> **Assigned task**: Scan the entries below and say how many lines contain "positive". Write only the number.

Items from a dataset:
──────────────────────────────

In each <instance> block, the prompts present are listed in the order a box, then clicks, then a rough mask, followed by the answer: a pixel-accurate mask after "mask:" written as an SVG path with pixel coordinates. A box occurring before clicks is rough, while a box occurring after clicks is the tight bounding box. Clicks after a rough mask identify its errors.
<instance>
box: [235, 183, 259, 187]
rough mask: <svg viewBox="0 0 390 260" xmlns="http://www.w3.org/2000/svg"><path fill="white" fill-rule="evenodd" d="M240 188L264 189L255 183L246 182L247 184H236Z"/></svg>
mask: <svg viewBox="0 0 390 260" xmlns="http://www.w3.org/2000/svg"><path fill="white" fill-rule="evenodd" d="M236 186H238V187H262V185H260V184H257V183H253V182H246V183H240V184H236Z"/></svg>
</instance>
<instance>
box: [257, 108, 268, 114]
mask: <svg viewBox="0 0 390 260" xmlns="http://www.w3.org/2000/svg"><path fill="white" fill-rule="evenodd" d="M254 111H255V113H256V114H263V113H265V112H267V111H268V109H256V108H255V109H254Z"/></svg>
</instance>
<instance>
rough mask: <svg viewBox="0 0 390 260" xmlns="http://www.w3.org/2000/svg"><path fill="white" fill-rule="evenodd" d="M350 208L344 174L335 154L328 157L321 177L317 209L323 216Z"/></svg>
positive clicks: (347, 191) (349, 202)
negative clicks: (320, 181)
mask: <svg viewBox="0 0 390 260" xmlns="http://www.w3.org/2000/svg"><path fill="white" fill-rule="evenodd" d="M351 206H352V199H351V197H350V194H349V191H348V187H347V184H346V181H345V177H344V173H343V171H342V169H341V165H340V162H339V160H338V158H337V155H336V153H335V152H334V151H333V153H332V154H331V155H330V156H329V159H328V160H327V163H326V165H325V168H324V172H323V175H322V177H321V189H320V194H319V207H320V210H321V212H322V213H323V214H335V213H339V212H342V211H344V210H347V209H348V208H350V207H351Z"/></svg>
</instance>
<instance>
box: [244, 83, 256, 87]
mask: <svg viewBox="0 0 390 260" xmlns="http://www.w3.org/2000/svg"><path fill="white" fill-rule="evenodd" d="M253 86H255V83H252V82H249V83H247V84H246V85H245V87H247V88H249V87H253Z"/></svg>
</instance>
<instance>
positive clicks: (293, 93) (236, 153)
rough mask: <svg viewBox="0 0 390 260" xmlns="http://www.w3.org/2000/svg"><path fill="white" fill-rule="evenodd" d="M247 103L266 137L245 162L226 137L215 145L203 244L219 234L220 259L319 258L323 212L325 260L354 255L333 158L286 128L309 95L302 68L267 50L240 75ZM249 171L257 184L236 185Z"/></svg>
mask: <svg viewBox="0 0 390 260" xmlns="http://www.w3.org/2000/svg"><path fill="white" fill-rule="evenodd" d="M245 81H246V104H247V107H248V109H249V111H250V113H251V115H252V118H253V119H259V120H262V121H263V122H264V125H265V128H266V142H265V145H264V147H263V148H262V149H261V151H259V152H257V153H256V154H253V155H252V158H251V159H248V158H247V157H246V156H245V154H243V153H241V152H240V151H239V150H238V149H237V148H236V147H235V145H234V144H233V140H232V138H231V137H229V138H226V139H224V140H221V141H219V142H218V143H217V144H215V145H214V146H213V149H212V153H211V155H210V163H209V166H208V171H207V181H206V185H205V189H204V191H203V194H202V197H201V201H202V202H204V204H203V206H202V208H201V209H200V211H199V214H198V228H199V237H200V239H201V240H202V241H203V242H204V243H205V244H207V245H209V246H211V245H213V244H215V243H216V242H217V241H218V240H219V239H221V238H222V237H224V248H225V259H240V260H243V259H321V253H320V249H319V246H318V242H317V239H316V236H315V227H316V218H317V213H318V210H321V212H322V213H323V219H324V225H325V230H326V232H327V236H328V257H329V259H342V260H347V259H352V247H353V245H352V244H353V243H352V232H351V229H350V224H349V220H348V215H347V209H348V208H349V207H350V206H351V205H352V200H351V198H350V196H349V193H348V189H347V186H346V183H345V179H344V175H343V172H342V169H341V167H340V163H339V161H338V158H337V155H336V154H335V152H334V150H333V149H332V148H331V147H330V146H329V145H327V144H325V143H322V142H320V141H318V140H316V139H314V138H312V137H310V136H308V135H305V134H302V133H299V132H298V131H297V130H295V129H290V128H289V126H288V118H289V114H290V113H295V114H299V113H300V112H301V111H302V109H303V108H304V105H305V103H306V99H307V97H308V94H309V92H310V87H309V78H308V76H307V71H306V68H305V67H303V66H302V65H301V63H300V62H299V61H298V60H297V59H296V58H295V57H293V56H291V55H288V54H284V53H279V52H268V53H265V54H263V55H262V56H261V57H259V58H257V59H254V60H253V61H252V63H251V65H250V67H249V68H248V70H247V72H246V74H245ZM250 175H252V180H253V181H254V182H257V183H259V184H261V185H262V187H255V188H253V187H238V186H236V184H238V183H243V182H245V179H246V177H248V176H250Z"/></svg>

──────────────────────────────

> **Your response**: 2